Requirement
Somewhere below are a line with "Mark the river water with a point." and a later line with "Mark the stone embankment with a point.". Output exactly those lines and all lines between them.

** Excerpted data follows **

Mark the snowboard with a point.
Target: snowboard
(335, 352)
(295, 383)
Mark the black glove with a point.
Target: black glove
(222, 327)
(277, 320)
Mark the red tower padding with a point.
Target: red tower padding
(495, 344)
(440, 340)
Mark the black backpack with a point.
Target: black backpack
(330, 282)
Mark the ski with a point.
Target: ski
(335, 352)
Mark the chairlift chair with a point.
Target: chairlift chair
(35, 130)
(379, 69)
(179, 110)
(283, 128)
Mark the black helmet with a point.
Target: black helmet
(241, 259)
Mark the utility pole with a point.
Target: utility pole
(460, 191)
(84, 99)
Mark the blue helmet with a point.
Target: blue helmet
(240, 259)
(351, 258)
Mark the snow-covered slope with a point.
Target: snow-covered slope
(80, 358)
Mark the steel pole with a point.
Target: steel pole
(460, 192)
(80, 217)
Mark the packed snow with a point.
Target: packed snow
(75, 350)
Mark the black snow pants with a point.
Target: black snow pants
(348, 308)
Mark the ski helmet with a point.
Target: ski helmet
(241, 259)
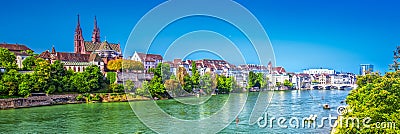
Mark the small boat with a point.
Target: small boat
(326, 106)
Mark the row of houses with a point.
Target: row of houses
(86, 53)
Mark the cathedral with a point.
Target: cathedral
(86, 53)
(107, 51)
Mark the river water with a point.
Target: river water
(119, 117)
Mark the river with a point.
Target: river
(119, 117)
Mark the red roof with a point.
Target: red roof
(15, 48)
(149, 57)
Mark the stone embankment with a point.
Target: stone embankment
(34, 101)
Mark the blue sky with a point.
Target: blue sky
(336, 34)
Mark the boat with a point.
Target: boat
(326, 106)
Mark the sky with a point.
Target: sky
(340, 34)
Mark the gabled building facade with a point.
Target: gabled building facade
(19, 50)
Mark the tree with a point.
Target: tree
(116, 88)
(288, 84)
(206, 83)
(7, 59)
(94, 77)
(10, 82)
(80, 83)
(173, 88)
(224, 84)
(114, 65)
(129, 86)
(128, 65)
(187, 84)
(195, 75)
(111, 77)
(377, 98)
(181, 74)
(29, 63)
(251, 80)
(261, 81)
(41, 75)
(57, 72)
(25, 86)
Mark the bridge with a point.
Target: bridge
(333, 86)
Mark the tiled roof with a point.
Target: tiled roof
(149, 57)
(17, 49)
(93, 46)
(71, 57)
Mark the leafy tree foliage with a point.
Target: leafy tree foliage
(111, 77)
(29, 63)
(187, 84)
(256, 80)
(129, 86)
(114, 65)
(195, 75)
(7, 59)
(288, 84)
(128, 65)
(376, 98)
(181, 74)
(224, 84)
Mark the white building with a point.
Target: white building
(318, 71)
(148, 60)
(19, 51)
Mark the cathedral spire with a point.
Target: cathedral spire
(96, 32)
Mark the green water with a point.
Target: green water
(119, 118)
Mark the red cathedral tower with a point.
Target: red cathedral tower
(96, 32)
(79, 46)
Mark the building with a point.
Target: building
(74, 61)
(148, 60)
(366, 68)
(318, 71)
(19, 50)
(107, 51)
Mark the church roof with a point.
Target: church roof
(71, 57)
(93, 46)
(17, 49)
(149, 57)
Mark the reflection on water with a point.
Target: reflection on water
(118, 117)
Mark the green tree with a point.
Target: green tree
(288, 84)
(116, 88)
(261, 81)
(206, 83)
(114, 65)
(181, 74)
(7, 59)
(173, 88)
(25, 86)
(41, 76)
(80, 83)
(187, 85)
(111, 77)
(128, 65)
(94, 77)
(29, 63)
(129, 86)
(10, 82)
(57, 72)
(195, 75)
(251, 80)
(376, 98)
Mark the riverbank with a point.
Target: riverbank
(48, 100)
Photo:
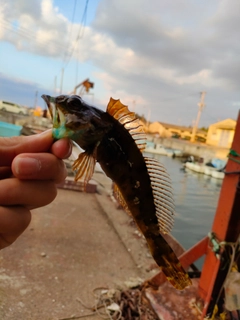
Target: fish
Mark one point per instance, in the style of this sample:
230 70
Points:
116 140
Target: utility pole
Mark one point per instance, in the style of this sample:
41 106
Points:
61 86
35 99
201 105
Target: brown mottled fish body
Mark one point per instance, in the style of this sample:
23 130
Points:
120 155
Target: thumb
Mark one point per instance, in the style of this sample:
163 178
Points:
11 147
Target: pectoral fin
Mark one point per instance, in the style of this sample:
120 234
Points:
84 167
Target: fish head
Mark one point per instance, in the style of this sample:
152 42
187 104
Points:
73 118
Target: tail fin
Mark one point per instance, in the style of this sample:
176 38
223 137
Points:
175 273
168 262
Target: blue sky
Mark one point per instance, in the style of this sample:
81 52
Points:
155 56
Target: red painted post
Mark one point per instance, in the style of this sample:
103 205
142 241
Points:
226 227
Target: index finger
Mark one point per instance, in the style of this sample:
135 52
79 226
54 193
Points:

** End of Excerpted data **

Answer
Mark the river water with a point.
Target: river water
(119, 117)
Mark the river with a point.
Target: river
(119, 117)
Mark the red roof with a point.
Target: red roof
(15, 48)
(149, 57)
Mark the stone embankment with a point.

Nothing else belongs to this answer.